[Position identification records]
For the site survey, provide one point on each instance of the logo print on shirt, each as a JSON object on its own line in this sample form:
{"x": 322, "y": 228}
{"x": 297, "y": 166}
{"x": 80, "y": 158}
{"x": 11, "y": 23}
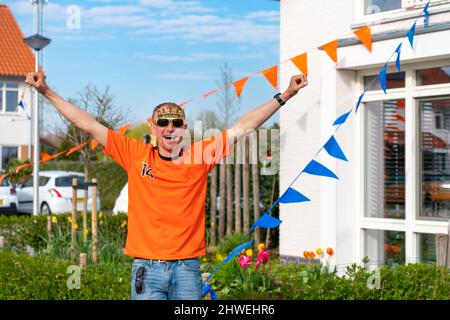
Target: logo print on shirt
{"x": 146, "y": 171}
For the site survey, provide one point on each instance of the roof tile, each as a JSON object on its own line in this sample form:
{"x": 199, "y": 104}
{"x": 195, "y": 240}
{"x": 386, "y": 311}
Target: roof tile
{"x": 16, "y": 58}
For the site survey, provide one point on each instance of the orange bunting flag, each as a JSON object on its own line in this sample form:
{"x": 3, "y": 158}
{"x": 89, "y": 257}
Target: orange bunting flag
{"x": 184, "y": 103}
{"x": 239, "y": 86}
{"x": 206, "y": 95}
{"x": 364, "y": 34}
{"x": 45, "y": 157}
{"x": 3, "y": 177}
{"x": 94, "y": 144}
{"x": 331, "y": 49}
{"x": 72, "y": 150}
{"x": 24, "y": 166}
{"x": 301, "y": 62}
{"x": 271, "y": 74}
{"x": 124, "y": 129}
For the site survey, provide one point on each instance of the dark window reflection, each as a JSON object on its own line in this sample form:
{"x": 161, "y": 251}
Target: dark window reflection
{"x": 435, "y": 166}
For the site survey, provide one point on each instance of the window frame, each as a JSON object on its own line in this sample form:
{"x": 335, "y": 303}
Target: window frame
{"x": 1, "y": 153}
{"x": 4, "y": 90}
{"x": 413, "y": 224}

**Written exercise:**
Reproduce everything from the line containing "of the roof" down to the end of the records, requests included, scaling every x and y coordinate in the answers by 0.25 and rounding to whole numbers, halves up. Keep the coordinates in the requests' sample lines unchanged.

**Result for this exercise:**
For the site survey, provide one point on each instance of the roof tile, each as a JSON object on its own line in this sample form:
{"x": 199, "y": 104}
{"x": 195, "y": 240}
{"x": 386, "y": 311}
Target: roof tile
{"x": 4, "y": 15}
For the site survey, provide one point on each instance of the orange bunting flag, each as a JSON object on its own line in this sample form:
{"x": 3, "y": 158}
{"x": 89, "y": 257}
Target: orange bunting flag
{"x": 46, "y": 26}
{"x": 60, "y": 22}
{"x": 52, "y": 24}
{"x": 91, "y": 9}
{"x": 11, "y": 39}
{"x": 1, "y": 44}
{"x": 24, "y": 36}
{"x": 83, "y": 12}
{"x": 18, "y": 38}
{"x": 6, "y": 42}
{"x": 75, "y": 16}
{"x": 68, "y": 19}
{"x": 31, "y": 32}
For the site survey, provide one point on each instance of the dark window reflection, each as a JSON object on its own line in this sample form:
{"x": 161, "y": 251}
Target: dark window reflection
{"x": 109, "y": 42}
For the site survey, provide one point on each instance of the window frame, each as a JSON object on its own line in this sample form:
{"x": 335, "y": 303}
Target: window frame
{"x": 0, "y": 38}
{"x": 1, "y": 23}
{"x": 103, "y": 56}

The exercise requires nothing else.